→ Problem to work on: What lines of the data below hold the string "plant"? Copy each one.

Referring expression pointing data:
/---

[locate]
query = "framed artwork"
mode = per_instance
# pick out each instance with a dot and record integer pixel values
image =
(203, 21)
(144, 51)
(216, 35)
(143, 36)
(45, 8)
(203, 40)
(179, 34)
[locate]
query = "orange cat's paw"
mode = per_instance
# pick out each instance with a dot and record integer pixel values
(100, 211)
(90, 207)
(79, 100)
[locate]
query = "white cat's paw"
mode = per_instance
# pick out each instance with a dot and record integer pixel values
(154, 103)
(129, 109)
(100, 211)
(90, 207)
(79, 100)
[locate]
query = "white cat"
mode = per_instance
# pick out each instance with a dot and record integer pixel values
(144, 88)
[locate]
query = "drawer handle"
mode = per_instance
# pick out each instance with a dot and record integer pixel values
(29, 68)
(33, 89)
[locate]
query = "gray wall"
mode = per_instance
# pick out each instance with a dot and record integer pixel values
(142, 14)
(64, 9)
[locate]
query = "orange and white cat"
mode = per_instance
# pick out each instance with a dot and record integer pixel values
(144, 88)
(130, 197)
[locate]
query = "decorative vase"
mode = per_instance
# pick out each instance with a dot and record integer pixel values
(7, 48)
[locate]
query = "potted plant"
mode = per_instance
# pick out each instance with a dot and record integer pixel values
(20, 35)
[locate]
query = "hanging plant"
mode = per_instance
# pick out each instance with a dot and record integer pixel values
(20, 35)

\---
/---

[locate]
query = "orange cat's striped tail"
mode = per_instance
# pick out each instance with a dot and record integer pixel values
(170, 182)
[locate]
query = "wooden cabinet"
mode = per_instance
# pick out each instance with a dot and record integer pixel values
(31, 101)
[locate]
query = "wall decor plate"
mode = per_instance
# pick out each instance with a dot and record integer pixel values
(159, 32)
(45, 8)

\---
/---

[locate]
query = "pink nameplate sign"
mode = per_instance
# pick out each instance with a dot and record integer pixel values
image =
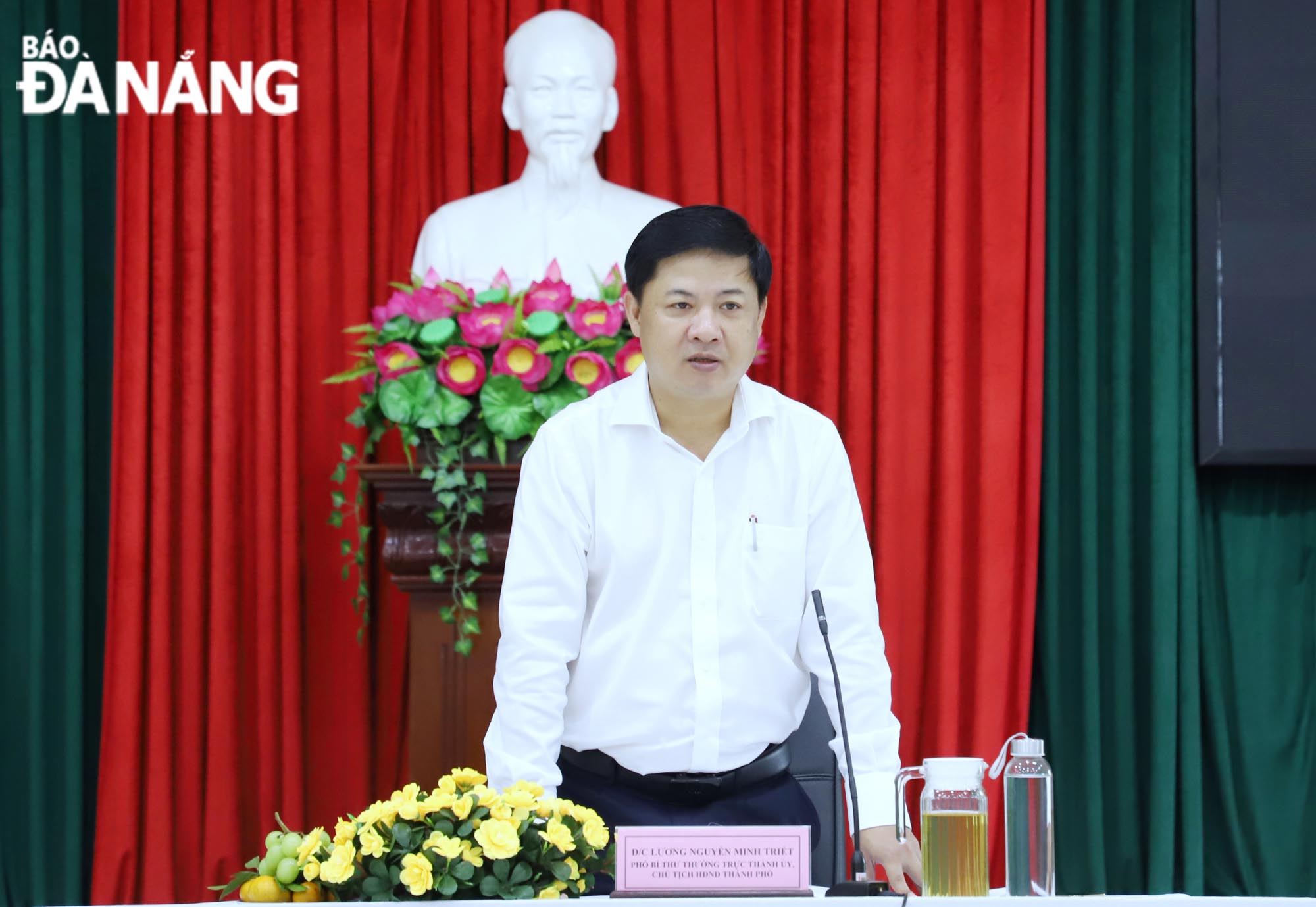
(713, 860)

\---

→ Output of the exercise:
query = "potted plant"
query = "hanging plant"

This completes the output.